**THE REQUEST:** Output every record below exactly as it appears.

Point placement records

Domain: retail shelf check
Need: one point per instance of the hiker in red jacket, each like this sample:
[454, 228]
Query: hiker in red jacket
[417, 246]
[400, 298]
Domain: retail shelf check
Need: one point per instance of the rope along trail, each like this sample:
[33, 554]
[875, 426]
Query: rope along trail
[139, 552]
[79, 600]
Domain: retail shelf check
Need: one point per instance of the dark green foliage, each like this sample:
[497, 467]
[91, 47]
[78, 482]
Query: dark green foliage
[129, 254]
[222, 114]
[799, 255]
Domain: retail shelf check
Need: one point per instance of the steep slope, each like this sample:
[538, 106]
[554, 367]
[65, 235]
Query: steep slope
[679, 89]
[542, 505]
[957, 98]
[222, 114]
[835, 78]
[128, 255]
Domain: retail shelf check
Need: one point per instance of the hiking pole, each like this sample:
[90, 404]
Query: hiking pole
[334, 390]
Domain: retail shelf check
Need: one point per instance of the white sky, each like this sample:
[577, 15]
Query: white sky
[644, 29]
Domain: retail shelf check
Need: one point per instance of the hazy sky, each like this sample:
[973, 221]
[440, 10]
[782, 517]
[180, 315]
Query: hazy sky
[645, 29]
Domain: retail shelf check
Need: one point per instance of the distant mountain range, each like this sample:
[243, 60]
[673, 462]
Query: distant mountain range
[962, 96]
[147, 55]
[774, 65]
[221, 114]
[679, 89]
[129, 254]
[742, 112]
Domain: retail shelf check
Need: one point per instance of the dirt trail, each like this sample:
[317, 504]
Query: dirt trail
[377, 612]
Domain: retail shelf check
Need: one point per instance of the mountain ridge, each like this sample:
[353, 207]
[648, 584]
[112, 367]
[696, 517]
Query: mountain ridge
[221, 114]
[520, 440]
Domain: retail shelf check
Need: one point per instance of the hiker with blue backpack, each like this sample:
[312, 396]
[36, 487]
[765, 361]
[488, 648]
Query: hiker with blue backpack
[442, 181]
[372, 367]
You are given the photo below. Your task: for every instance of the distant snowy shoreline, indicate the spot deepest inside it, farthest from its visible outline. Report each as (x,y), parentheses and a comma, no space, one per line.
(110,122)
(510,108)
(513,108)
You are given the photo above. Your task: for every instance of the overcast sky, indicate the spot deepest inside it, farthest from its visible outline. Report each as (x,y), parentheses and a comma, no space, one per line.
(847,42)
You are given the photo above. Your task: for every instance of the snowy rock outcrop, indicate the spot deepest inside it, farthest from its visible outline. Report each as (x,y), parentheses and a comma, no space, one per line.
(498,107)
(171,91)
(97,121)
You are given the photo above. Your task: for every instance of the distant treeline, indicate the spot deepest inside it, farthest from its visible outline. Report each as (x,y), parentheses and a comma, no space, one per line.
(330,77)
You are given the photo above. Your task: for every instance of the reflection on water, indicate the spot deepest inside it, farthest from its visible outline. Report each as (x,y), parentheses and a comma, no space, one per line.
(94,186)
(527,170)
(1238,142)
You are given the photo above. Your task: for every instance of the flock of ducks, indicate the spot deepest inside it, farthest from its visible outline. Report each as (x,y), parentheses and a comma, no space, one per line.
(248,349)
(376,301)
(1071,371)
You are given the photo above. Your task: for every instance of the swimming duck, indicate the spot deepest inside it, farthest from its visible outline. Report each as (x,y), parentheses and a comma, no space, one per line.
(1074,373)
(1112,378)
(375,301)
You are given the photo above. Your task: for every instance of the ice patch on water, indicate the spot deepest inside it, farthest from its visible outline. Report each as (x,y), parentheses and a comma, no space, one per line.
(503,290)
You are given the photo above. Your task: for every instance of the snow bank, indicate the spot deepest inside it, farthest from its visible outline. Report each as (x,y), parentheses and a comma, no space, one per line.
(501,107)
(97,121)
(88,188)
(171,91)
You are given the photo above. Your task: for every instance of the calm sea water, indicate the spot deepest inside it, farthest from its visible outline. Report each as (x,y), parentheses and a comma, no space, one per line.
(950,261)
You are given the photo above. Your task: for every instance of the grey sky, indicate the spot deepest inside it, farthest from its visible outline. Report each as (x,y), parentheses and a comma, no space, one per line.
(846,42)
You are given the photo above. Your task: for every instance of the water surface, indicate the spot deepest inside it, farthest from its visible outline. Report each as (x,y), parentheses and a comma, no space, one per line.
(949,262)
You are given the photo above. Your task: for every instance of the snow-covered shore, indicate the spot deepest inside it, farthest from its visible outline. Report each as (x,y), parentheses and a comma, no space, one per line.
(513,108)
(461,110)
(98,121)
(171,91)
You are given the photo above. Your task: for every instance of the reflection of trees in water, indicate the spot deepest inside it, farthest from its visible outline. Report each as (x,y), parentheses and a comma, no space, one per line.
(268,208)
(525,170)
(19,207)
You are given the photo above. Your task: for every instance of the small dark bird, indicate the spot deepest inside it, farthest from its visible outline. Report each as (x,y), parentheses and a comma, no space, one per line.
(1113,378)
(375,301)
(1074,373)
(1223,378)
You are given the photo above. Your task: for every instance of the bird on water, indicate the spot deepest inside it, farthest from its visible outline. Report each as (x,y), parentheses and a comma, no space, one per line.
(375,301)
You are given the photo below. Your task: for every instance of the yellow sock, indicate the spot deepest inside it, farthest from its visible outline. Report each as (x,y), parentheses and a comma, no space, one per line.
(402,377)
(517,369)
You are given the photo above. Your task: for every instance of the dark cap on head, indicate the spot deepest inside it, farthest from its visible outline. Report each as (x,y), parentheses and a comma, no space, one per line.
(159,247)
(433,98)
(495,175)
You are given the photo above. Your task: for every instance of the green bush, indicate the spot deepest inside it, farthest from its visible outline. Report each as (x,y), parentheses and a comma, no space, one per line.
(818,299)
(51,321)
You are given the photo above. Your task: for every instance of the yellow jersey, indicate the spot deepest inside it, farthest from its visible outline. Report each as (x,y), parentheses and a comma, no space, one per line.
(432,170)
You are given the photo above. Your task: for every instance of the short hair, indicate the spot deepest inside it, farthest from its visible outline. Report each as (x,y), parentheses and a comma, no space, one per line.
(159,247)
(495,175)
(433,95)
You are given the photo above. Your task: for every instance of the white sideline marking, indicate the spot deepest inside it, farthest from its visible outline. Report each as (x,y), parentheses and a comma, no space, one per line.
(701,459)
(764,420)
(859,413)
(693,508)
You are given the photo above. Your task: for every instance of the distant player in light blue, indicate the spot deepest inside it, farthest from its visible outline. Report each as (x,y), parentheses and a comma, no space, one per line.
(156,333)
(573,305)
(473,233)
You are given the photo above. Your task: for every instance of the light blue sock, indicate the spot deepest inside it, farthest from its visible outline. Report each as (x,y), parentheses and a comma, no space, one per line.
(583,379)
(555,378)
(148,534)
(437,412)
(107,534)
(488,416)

**FULL SOLUTION:**
Domain: retail shelf check
Need: one point per instance of the hiker in red jacket, each like this sample:
[454, 228]
Query: hiker in red jacket
[417, 246]
[400, 298]
Domain: retail shelf check
Need: one point per instance of the rope along trail, each like this sample:
[33, 554]
[875, 426]
Query: rope along trail
[139, 552]
[79, 600]
Domain: retail shelf check
Need: one point per instance of the dark green foliage, each like this sample:
[497, 467]
[91, 47]
[78, 482]
Query: dark green foliage
[129, 254]
[222, 114]
[799, 255]
Domain: retail shelf check
Need: one point per instance of the steep slope, each like this sample:
[538, 106]
[554, 367]
[65, 235]
Query: steep slope
[679, 89]
[542, 505]
[957, 98]
[222, 114]
[835, 78]
[128, 255]
Domain: retail shelf check
Need: one point per instance of the hiking pole, each like this sample:
[90, 404]
Query: hiking pole
[334, 390]
Domain: retail shelf check
Need: one point per instance of the white sky, each like this sample:
[577, 15]
Query: white sky
[644, 29]
Domain: retail shelf check
Need: one point per instance of the hazy sky, each like this sample:
[973, 221]
[440, 10]
[782, 517]
[180, 315]
Query: hazy sky
[645, 29]
Domain: retail shelf check
Need: one point per instance of the distant mountain range, each like this sample:
[243, 60]
[673, 462]
Query: distant mountain range
[962, 96]
[147, 55]
[774, 65]
[221, 114]
[679, 89]
[129, 254]
[742, 112]
Domain: retail shelf check
Need: one point per instance of the dirt trail, each like this sample:
[317, 504]
Query: dirt trail
[377, 612]
Domain: retail shelf check
Need: one point per instance of the mountain ridge, each like this sample:
[353, 207]
[648, 584]
[112, 367]
[696, 517]
Query: mountain ridge
[221, 114]
[520, 440]
Domain: retail shelf check
Need: one point per instance of the hiker with blue backpack, each like this sample:
[312, 396]
[36, 487]
[765, 361]
[488, 648]
Query: hiker with blue backpack
[442, 181]
[372, 367]
You are given the photo below. Your task: for every instance of the distant snowy shoreline, indicate the spot deepest inside it, farthest from its visible outline. Report each as (x,y), parentheses and a comma, no space, one per line.
(110,122)
(510,108)
(513,108)
You are given the photo above. Your task: for every instance of the overcast sky, indicate the spot deepest inside it, farthest from its visible outline. Report each as (x,y), parentheses and a comma, no space, one per line.
(847,42)
You are given the photo above. Your task: for every instance of the snowy rock outcrop, indicate the spot deepest inside it, farthest from its visible outline. Report each as (x,y), parentheses and a comma, no space, one per line.
(498,107)
(171,91)
(97,121)
You are given the photo above. Your task: for every instance of the distant treeline, indicate the spot deepest inside it, farthest from its visible outline. Report each as (x,y), parentheses and a comma, no space, one per line.
(330,77)
You are given the photo above. Your task: for every instance of the reflection on water, indicate the spot deepest inside it, farthest from its visible outline. Report each as (x,y), parentheses and a comma, no space, one per line.
(94,186)
(527,170)
(1238,142)
You are given the photo above. Your task: for every instance of the flock of ducks, indicate the spot deepest inside it, farthest from its visible outline. Report each as (x,y), parentheses and a comma, no space, one per line.
(248,349)
(376,301)
(1071,371)
You are given the photo above. Your task: for every instance of the swimming duck, indicate the spot deepest inside it, farthest from its visible outline. Report each as (x,y), parentheses and a comma, no space, one per line.
(1074,373)
(1112,378)
(375,301)
You are given the photo above. Your task: for every instance of the ice patch on water, indicate the spot deepest inside it, farthest from its visible outline. Report each as (x,y), parentheses and a comma, no space, one per line.
(503,290)
You are given the photo above. Your task: for every instance of the snow bank, indicate the spot deepest inside it, farthest from its visible outline. Report each as (x,y), parentheses and a comma, no space, one per line.
(501,107)
(97,121)
(88,188)
(171,91)
You are given the photo above. Your task: for every instance of the calm sea water, indicate the spot deepest inside it, farthest from its visible outline. Report each as (x,y), parentheses and a comma, no space, one per line.
(950,261)
You are given the photo above. Your task: for every instance of the grey sky, indicate the spot deepest inside it, farthest from its visible outline. Report each as (x,y), parentheses and a comma, no space, one per line.
(846,42)
You are given the photo above. Your task: for every instance of the water surface, indicate the spot deepest inside it, farthest from its visible outline. Report each as (x,y), parentheses and a comma, no space, one per line.
(949,262)
You are given the photo above. Your task: for every instance of the snow-covered shore, indicate the spot deepest inside it, farthest from its visible outline. Report each as (x,y), parentheses and a comma, no space, one per line.
(513,108)
(461,110)
(98,121)
(171,91)
You are given the photo above. Your task: for every instance of the reflection of trees in water, indicate the spot deepest inside it, farthest from its visible outline. Report each as (x,y), parentheses and a comma, no space, one per line.
(268,208)
(525,170)
(19,207)
You are given the photo above. Your task: for every instance of the small dark bird, indicate the spot deepest inside it, farthest from its visible outline. Report each as (x,y), parentheses and a comma, no space, one per line.
(1113,378)
(375,301)
(1074,373)
(1223,378)
You are given the photo above. Your task: for every instance of the bird on water, indicate the spot deepest inside it, farthest from its visible outline. Report each as (x,y), parentheses and a comma, no space, one per line.
(375,301)
You are given the photo below. Your task: for every instance of the yellow sock, indicate the spot deepest inside it, farthest from its visible outline. Report each as (x,y), parentheses and a comma, no space, one per line.
(402,377)
(517,369)
You are given the photo above. Your task: for every instance of the dark cap on head, indicate the spot deepest inside it, farthest from its visible outline. Report each as (x,y), parentheses and a comma, no space, one per line.
(159,247)
(433,98)
(495,175)
You are given the photo above. Your task: for every instance of the green bush, indicate the spot deepest inside it, farthest from its visible outline. Report each as (x,y), parentheses and a comma, no space, one per line.
(818,299)
(51,321)
You are given the photo above. Your task: for every instance of the yellow jersey, indicate the spot deepest inside it, farthest from its visible outline. Report each as (x,y), parentheses and a comma, no space, one per line.
(432,170)
You are given the photo above. Your task: for every instance of the short hair, indicate the spot deepest inside it, farthest from its visible outline. Report each as (x,y), parentheses and a comma, no space, one per line.
(159,247)
(495,175)
(433,95)
You are given the photo above. Your task: for every instance of the white sideline marking, indicate the spot deepest inside it, farthest from its visible outline. Report each as (x,y), parentheses and a comma, no space, one per line.
(701,459)
(764,420)
(859,413)
(693,508)
You are given the photo above. Your task: for every instance of the distant player in light blue, indicate the spot deepest inside it, farthest from its visible outline. Report each as (x,y), parentheses and a comma, no space, one per line.
(156,333)
(573,305)
(473,233)
You are given the photo above. Your task: for every instance of the light blue sock, indicate the spot deepest inside it, farthest from its visible outline. Report each as (x,y), parentheses and a comma, no space, one per line.
(583,379)
(555,378)
(148,534)
(437,412)
(107,534)
(488,416)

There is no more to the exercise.